--- What you have to do ---
Output exactly the lines from the line with "pixel 288 134." through the end of the records below. Include nothing else.

╔══

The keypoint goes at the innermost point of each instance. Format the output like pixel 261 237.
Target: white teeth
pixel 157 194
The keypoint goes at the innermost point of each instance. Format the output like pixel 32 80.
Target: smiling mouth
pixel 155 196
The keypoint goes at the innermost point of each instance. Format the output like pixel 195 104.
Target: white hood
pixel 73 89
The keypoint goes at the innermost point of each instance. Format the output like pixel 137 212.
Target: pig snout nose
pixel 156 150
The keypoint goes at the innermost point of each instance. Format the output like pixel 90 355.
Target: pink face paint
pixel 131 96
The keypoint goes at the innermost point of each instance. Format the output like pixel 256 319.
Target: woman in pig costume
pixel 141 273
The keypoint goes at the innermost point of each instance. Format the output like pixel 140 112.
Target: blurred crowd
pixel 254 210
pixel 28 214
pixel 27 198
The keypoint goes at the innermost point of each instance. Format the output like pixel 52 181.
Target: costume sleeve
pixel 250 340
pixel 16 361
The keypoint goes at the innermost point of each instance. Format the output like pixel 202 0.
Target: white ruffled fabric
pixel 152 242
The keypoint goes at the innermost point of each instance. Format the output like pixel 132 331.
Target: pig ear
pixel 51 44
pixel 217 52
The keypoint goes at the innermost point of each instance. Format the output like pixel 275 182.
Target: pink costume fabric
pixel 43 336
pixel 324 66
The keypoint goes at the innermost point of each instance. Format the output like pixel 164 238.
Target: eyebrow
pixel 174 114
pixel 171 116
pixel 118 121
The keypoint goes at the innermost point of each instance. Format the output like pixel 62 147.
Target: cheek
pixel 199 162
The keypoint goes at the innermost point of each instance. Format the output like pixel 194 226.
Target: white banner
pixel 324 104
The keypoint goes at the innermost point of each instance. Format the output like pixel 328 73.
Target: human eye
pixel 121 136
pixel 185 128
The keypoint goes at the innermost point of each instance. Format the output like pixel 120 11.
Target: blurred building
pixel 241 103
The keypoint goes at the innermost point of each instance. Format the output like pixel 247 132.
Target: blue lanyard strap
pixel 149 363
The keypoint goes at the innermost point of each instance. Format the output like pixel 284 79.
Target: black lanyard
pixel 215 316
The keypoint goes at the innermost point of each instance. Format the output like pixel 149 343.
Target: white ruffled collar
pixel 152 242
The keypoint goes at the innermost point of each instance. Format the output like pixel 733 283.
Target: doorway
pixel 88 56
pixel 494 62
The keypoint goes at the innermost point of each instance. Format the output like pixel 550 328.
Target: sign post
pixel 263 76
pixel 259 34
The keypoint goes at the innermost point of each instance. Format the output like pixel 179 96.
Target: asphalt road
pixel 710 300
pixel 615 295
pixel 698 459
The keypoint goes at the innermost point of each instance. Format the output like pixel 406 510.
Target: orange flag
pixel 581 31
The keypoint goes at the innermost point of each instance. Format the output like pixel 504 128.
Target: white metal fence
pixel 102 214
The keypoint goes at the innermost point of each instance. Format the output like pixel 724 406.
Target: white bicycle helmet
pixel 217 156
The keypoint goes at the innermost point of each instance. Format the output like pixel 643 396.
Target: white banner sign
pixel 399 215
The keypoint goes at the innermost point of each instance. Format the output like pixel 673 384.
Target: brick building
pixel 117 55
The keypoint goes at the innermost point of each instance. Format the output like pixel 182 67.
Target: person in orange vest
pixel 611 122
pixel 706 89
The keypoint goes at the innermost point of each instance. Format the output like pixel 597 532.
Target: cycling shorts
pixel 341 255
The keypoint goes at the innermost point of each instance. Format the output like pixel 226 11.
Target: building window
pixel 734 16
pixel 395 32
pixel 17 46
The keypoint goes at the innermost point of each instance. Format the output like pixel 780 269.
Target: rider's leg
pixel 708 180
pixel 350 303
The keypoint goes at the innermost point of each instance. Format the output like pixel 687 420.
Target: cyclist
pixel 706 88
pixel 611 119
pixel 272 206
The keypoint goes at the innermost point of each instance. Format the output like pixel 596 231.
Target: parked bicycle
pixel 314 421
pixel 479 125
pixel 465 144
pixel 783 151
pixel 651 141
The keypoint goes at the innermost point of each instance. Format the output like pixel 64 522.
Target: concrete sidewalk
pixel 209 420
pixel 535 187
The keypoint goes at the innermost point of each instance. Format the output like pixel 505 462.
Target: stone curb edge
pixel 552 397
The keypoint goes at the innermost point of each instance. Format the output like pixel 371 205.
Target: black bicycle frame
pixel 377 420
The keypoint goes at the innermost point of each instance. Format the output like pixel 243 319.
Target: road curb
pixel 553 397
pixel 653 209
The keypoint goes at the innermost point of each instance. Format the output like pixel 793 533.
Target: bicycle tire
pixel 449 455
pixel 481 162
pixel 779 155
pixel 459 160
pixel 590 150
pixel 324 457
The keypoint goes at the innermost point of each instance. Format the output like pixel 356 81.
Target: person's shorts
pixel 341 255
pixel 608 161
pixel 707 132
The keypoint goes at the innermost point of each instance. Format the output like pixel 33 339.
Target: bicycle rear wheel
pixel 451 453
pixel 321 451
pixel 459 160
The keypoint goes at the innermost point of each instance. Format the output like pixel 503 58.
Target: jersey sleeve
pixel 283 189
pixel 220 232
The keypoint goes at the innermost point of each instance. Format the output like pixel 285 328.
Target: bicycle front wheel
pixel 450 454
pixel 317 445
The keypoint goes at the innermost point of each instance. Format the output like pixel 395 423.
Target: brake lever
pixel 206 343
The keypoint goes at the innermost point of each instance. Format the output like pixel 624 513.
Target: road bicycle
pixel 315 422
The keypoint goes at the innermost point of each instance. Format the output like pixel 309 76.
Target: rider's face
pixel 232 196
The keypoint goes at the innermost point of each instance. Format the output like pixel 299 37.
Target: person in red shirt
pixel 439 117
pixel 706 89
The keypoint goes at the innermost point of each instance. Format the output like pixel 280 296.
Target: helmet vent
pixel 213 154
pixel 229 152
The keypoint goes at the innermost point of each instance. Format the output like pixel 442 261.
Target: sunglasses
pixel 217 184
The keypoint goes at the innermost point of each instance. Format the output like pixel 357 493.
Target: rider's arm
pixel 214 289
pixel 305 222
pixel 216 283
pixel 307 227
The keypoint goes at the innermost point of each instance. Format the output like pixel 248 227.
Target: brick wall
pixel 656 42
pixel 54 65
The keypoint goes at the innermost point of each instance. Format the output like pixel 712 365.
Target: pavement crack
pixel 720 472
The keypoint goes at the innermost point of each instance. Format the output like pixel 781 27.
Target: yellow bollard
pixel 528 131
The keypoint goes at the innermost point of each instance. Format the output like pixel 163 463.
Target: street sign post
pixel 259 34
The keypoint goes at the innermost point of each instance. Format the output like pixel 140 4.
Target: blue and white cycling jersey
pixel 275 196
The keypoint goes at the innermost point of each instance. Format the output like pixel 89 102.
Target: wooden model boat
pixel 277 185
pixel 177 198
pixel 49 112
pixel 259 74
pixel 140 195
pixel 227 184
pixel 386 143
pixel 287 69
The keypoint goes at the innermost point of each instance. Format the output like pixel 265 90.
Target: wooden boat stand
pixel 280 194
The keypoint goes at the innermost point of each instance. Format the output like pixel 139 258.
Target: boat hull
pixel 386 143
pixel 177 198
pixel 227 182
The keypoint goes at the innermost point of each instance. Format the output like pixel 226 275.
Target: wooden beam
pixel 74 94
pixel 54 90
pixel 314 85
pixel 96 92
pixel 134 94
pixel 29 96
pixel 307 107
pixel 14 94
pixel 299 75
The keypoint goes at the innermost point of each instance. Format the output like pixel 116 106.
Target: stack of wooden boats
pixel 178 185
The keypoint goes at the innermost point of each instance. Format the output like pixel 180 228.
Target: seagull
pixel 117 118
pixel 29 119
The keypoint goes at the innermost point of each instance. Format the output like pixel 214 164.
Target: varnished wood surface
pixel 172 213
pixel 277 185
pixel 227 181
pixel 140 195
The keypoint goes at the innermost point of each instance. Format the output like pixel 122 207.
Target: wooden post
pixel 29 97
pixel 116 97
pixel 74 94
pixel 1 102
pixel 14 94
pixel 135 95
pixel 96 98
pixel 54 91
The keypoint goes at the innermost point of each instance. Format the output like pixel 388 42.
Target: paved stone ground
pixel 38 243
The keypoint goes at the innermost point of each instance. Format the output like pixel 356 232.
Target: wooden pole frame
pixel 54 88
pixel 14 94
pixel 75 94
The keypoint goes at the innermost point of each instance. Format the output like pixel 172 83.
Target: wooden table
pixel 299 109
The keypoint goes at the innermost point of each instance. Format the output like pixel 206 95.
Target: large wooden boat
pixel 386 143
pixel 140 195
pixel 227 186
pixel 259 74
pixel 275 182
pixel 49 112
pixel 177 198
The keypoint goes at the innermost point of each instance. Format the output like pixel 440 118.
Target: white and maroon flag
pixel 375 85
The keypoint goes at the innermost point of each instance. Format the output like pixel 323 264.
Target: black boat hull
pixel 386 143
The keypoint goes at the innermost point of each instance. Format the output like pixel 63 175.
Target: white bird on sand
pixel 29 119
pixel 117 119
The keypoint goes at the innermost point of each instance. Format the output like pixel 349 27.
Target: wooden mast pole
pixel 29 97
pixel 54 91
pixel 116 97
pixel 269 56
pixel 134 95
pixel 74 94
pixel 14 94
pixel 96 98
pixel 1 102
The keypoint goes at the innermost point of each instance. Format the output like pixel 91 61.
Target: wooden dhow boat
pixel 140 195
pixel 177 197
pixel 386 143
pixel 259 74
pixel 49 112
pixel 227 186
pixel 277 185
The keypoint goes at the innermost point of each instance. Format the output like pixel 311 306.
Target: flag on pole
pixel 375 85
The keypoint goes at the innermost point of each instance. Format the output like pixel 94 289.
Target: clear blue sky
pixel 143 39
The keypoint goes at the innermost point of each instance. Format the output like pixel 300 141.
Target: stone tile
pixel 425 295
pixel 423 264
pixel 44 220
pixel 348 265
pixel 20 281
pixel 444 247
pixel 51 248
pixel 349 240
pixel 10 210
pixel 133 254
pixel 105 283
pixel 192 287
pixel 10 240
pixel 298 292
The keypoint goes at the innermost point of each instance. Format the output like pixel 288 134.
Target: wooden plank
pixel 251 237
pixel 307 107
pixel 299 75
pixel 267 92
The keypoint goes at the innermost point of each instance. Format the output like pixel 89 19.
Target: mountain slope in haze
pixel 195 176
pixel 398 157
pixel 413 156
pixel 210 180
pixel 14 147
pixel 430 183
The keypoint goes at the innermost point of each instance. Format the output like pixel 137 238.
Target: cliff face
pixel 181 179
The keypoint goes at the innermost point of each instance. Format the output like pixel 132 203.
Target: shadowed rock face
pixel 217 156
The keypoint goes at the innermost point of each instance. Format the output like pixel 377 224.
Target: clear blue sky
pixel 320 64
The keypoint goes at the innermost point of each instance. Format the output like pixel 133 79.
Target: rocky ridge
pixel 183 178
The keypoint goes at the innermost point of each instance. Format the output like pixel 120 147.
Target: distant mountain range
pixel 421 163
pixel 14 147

╚══

--- The reply ---
The keypoint goes at the innermost point of each instance. Format the output like pixel 288 134.
Target: wooden plank
pixel 251 237
pixel 307 107
pixel 299 75
pixel 267 92
The keypoint goes at the innermost point of each instance. Format the output like pixel 89 19.
Target: mountain slope in haze
pixel 195 176
pixel 398 157
pixel 413 156
pixel 210 180
pixel 14 147
pixel 430 183
The keypoint goes at the innermost point of each instance. Format the output like pixel 137 238.
Target: cliff face
pixel 181 179
The keypoint goes at the innermost point of each instance. Format the output like pixel 132 203.
Target: shadowed rock face
pixel 217 156
The keypoint goes at the innermost point of each instance. Format the output like pixel 377 224.
Target: clear blue sky
pixel 320 64
The keypoint goes at the innermost point of each instance. Format the output like pixel 133 79.
Target: rocky ridge
pixel 183 178
The keypoint goes at the innermost point of each instance. Format the output like pixel 120 147.
Target: distant mountain range
pixel 421 163
pixel 14 147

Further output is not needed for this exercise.